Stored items
━━━━━━━━━━

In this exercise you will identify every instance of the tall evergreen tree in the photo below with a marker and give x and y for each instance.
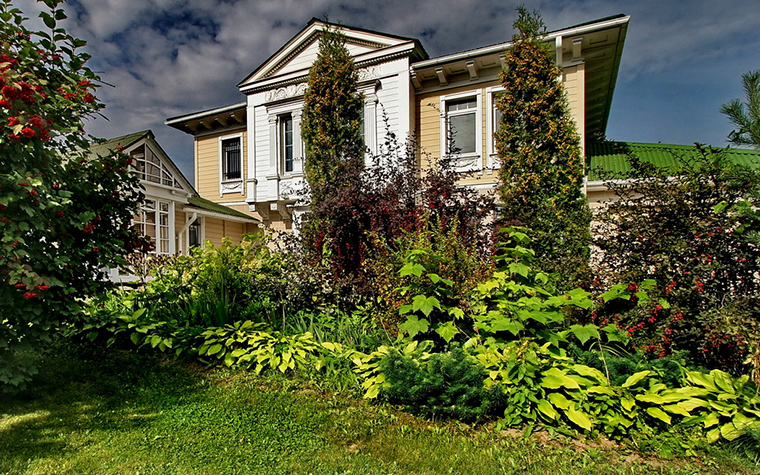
(539, 148)
(332, 115)
(745, 116)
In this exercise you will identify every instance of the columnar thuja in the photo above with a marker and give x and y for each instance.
(542, 167)
(64, 216)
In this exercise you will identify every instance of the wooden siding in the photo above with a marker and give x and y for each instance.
(207, 166)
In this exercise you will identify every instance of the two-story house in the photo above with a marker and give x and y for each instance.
(173, 216)
(249, 156)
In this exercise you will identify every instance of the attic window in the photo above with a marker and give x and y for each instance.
(231, 160)
(150, 168)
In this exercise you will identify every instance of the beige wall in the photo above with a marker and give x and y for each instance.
(207, 166)
(216, 229)
(428, 120)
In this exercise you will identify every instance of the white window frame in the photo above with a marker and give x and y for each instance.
(492, 156)
(282, 144)
(276, 114)
(465, 162)
(140, 167)
(164, 246)
(235, 185)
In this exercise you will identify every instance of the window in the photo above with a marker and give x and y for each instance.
(152, 221)
(462, 126)
(494, 124)
(150, 168)
(462, 130)
(286, 134)
(231, 160)
(194, 233)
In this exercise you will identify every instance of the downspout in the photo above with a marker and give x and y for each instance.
(185, 228)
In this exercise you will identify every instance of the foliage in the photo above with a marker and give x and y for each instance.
(745, 116)
(542, 169)
(331, 123)
(117, 411)
(432, 268)
(447, 385)
(64, 215)
(692, 232)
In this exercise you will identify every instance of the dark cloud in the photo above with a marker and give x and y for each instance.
(682, 59)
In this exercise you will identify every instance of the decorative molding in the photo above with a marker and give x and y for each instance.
(231, 186)
(286, 92)
(370, 72)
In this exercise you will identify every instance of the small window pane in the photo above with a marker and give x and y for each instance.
(462, 133)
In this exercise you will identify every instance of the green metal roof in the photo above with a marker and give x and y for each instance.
(611, 156)
(124, 141)
(208, 205)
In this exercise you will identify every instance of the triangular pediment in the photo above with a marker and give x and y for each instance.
(151, 163)
(299, 53)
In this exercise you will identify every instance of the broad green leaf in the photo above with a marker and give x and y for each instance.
(579, 418)
(635, 378)
(650, 398)
(741, 421)
(676, 409)
(701, 379)
(627, 403)
(412, 269)
(554, 378)
(414, 325)
(585, 332)
(559, 400)
(601, 390)
(723, 381)
(447, 331)
(456, 312)
(425, 304)
(547, 409)
(711, 419)
(691, 404)
(372, 392)
(658, 413)
(730, 432)
(713, 435)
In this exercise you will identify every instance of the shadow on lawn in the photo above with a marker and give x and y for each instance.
(86, 390)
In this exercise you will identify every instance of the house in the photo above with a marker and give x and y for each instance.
(249, 155)
(173, 215)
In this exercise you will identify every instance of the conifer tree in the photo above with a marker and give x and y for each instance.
(539, 148)
(332, 115)
(745, 116)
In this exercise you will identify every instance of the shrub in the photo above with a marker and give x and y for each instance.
(64, 215)
(691, 230)
(447, 385)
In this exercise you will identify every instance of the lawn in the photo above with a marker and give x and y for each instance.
(109, 412)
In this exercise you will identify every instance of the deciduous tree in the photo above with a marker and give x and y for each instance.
(64, 215)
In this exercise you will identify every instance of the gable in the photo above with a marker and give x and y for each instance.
(301, 51)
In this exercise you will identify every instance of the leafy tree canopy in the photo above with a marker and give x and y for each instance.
(64, 215)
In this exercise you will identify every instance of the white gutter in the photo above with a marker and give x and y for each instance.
(580, 30)
(184, 229)
(227, 217)
(199, 115)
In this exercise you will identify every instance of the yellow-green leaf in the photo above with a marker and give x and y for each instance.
(579, 418)
(658, 413)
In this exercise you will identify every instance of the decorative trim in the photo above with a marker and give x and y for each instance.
(286, 92)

━━━━━━━━━━

● **TASK OBJECTIVE**
Without including the pictures, return each record above exactly as it stands.

● **SOLVED PROBLEM**
In this exercise you will identify every instance of the tall evergreen tree in the photo below with a marker and give x and y for each instance.
(539, 148)
(332, 115)
(745, 116)
In this exercise you will identify every instance of the columnar thuja in the photo above with a marker and give x and y for each instance.
(542, 167)
(64, 216)
In this exercise you will identify every instance of the wooden siding in the photo above with a marker and give x and y for each instance.
(207, 166)
In this exercise you will identify every instance of the two-story house in the photo above with a marker and give x and y for each instance.
(173, 216)
(249, 156)
In this exercise you will identify every instance of the attic window in the photo above with a marker and give x and y for each instance.
(231, 160)
(150, 168)
In this exercise you will identify every instance of the beige wall in the photo above with a marker and give x and y for each instance.
(207, 166)
(216, 229)
(428, 120)
In this exercise you will identify every instance of the white window frame in the photo above with a marker and give x and y for each instance.
(492, 156)
(282, 144)
(276, 114)
(465, 162)
(140, 167)
(164, 246)
(235, 185)
In this exercise you will identify every instance of the window in the photo above with a marker and give x and y for each instance.
(152, 221)
(462, 126)
(494, 124)
(150, 168)
(462, 130)
(286, 134)
(231, 160)
(194, 233)
In this exercise you will identify every instance of the downspout in the photo above with a marker and give x and y for each instance.
(185, 228)
In this exercise you will identify every instance of the foliage in the photo above with a marker and give x and y for each instance.
(745, 116)
(542, 169)
(331, 123)
(117, 411)
(432, 268)
(447, 385)
(64, 215)
(692, 232)
In this exercise you will identify every instance of the dark cloud in the photo above with a marker and give x and y for each instance.
(682, 59)
In this exercise you will identify every instance of the decorative molding in the photo above with a marker and give x and y for each instance.
(231, 186)
(286, 92)
(370, 72)
In this exercise you will identify every instance of the small window pane in the photo above with a marker and give x and y for each instance.
(462, 133)
In this exercise you will identify every instance of the green metal roof in the photo above with a marker and give x and y for each instance.
(611, 156)
(124, 141)
(208, 205)
In this exercise you will identify every instance of the triangular pediment in the photo above with a marker and give x and y for each instance.
(151, 163)
(299, 53)
In this exercise you will identify every instance of the broad green leaf in the photo above with a marker and give x and y for each instance.
(579, 418)
(635, 378)
(650, 398)
(741, 421)
(676, 409)
(701, 379)
(627, 403)
(412, 269)
(554, 378)
(414, 325)
(585, 332)
(559, 400)
(601, 390)
(723, 381)
(447, 331)
(456, 312)
(425, 304)
(547, 409)
(711, 419)
(691, 404)
(372, 392)
(658, 413)
(730, 432)
(713, 435)
In this exercise you will identify every instance of the shadow on lawn in the photo above with a marker and give x and y for each instance.
(86, 390)
In this exercise you will identify every instance of the house in the photo above with a marker and give x and y for each instance.
(249, 155)
(173, 215)
In this exercise you will identify every instance of the conifer tree in the photo above with a marker and give x and y for each instance.
(539, 148)
(332, 115)
(745, 116)
In this exercise you will identify every instance of the shrub in the photo above with a marker and give x and y for each instance.
(64, 215)
(691, 230)
(447, 385)
In this exercise you will identify every instance of the lawn in the photo above with a marker and give x and y for each instance.
(109, 412)
In this exercise you will identify every instance of the deciduous tree in the photo above with a marker and give x and y for each instance.
(64, 215)
In this exercise you will identify every instance of the gable in the photo above with a marker and give x and y for each instance.
(301, 51)
In this exercise you will identify every instance of the leafy tree canopy in the photo above with a marker and give x and y for each instance.
(64, 215)
In this exercise you will identify every instance of the white gutter in the photo above with a marker and give x and y for each instance.
(580, 30)
(184, 229)
(227, 217)
(199, 115)
In this exercise you will identify every instance of the yellow-green leaf in the photo above with a marker and give x and y for each instance.
(579, 418)
(658, 413)
In this exercise you will identify every instance of the decorative trim in the photo above with a marker and give x and y for each instance.
(286, 92)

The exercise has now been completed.